*** Opening Records for this task ***
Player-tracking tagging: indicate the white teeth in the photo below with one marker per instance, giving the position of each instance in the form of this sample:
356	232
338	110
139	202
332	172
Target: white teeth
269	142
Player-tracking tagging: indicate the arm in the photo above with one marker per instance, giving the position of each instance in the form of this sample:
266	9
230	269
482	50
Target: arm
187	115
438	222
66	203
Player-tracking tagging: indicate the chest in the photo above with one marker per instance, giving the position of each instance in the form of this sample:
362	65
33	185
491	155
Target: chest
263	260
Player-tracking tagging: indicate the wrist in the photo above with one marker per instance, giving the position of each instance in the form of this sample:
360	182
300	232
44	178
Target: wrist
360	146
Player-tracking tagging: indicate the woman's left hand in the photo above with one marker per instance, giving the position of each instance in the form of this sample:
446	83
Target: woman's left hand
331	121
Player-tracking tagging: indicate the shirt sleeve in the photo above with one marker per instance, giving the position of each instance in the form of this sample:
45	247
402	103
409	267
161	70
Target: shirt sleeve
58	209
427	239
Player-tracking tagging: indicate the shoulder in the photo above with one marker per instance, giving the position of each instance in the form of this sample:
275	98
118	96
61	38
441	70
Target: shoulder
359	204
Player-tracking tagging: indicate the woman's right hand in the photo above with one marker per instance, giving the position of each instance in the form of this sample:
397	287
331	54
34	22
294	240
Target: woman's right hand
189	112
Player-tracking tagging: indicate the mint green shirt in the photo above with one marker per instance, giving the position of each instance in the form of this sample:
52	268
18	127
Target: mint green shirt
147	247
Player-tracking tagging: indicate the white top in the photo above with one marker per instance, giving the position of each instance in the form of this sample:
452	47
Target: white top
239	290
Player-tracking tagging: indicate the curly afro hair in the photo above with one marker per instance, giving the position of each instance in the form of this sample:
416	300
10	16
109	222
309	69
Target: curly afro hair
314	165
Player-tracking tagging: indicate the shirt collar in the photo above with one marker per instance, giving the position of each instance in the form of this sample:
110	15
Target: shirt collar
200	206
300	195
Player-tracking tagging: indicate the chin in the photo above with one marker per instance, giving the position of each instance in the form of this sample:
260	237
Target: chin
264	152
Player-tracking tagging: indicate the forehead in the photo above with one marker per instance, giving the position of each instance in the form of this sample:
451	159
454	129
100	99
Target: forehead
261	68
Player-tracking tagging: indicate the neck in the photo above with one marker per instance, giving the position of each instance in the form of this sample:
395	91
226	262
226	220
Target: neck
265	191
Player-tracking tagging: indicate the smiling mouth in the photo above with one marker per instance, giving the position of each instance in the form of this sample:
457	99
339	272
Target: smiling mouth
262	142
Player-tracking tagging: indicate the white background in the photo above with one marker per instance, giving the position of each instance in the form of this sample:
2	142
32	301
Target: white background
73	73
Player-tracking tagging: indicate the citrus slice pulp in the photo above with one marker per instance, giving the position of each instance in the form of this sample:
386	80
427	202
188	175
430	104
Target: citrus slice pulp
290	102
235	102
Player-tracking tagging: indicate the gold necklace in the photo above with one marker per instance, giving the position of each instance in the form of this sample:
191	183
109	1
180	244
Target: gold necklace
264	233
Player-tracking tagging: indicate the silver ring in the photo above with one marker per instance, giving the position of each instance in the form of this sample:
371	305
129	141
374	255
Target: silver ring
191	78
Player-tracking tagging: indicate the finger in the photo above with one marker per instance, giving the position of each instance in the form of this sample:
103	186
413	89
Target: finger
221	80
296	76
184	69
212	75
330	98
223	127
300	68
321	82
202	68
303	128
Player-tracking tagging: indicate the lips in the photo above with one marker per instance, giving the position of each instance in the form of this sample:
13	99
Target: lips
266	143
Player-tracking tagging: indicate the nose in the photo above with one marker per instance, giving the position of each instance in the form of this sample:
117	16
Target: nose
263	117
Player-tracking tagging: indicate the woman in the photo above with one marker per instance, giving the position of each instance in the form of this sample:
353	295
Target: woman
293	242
*** Closing Records for this task ***
** What to do **
Reproduce the entire listing so that it matches the original in every line.

** Result **
Player-tracking tagging: indicate the white teeth in the photo below with one marker per instance, giving the position of each instance in the form of this sample:
356	232
338	110
139	202
332	172
Target: white teeth
269	142
Player-tracking tagging: indicate the arm in the photo above with one marker per instance, giving the position of each instance in the form of this sample:
266	9
230	269
482	50
Target: arm
187	115
438	222
66	203
Player-tracking tagging: indicate the chest in the photo above with one marker per instance, giving the position of each instance in the form of this sample:
362	65
33	185
491	155
Target: chest
263	260
Player-tracking tagging: indicate the wrist in the photo above with one marker per instance, giving the position of each instance in the form of this sample:
360	182
300	232
44	178
Target: wrist
360	146
Player-tracking tagging: indicate the woman's left hand in the photo above with one marker per instance, giving the position of each instance in the form of this sample:
446	83
Target: woman's left hand
331	121
Player-tracking tagging: indicate the shirt sleeve in the photo above with one marker per instance, giving the position of each instance in the form of this sample:
45	247
402	103
409	267
161	70
Target: shirt sleeve
58	209
427	239
Player-tracking tagging: indicate the shoulder in the photo above with one marker per instance, giving the position of each instance in the form of this sample:
275	98
118	96
61	38
441	70
Target: shoulder
359	204
Player-tracking tagging: indicate the woman's right hand in the photo above with one marker per instance, giving the position of each instance in the form of this sample:
397	287
331	54
34	22
294	240
Target: woman's right hand
189	112
Player-tracking tagging: indicate the mint green shirt in the photo above with one marker per instance, giving the position of each instance in the form of this sample:
52	268
18	127
Target: mint green shirt
147	247
Player-tracking tagging: indicate the white top in the photo above with one marker per instance, giving the position of each instance in the form of this sample:
452	47
Target: white top
239	290
Player-tracking tagging: indicate the curly afro hair in the photo above with one marker per instance, giving the position of each instance in the form of this sample:
416	300
10	16
109	222
309	69
Target: curly afro hair
314	165
Player-tracking tagging: indicate the shirt collar in the photo above with one marker per instance, giving the position of each instance in the form of this sample:
110	15
Target: shirt collar
200	206
300	195
Player-tracking tagging: indicate the chin in the photo above with one marker per instance, giving the position of each instance in the form of this sample:
260	237
Target: chin
264	152
Player-tracking tagging: indicate the forehead in the photo above with one marker per instance, giving the position of each instance in the form of this sample:
451	159
454	129
100	99
Target: forehead
261	68
Player-tracking tagging: indicate the neck in the photo above with one marker per instance, giving the position of each instance in the form of this sample:
395	91
226	262
226	220
Target: neck
265	191
Player-tracking tagging: indicate the smiling mouth in the photo above with one marker per instance, giving the position of each instance in the form of this sample:
457	99
339	272
Target: smiling mouth
262	142
Player-tracking tagging: indicate the white background in the photo above with one marker per instance, giving the position of each instance in the form of this sample:
2	142
32	301
Target: white background
73	73
Player-tracking tagging: indicate the citrus slice pulp in the photo above with one marker per instance, giving the position of each instance in the form of this sample:
386	80
427	202
188	175
430	104
Target: citrus slice pulp
290	102
235	102
Player-tracking tagging: indicate the gold necklace in the photo above with one marker per instance, giving the position of each instance in the form of this sample:
191	183
109	1
180	244
Target: gold necklace
264	233
Player-tracking tagging: indicate the silver ring in the photo above with one marker per instance, giving the position of each instance in the form of this sample:
371	305
129	141
374	255
Target: silver ring
191	78
Player-tracking tagging: indicate the finger in the photo above with one marker per instance, giving the position of each instance in the form of this sample:
103	186
413	89
Target: finger
221	80
296	76
184	69
212	75
330	98
223	127
300	68
321	82
202	68
303	128
Player-tracking tagging: indicate the lips in the photo above with one marker per instance, giving the position of each instance in the form of this sample:
13	99
Target: lips
266	143
Player-tracking tagging: indicate the nose in the photo above with one marker per instance, giving the position of each instance in the form of this sample:
117	16
Target: nose
263	117
Player-tracking tagging: indicate the woman in the photo above with one marker per instance, giving the position of each instance in the form of this sample:
353	295
Target: woman
293	242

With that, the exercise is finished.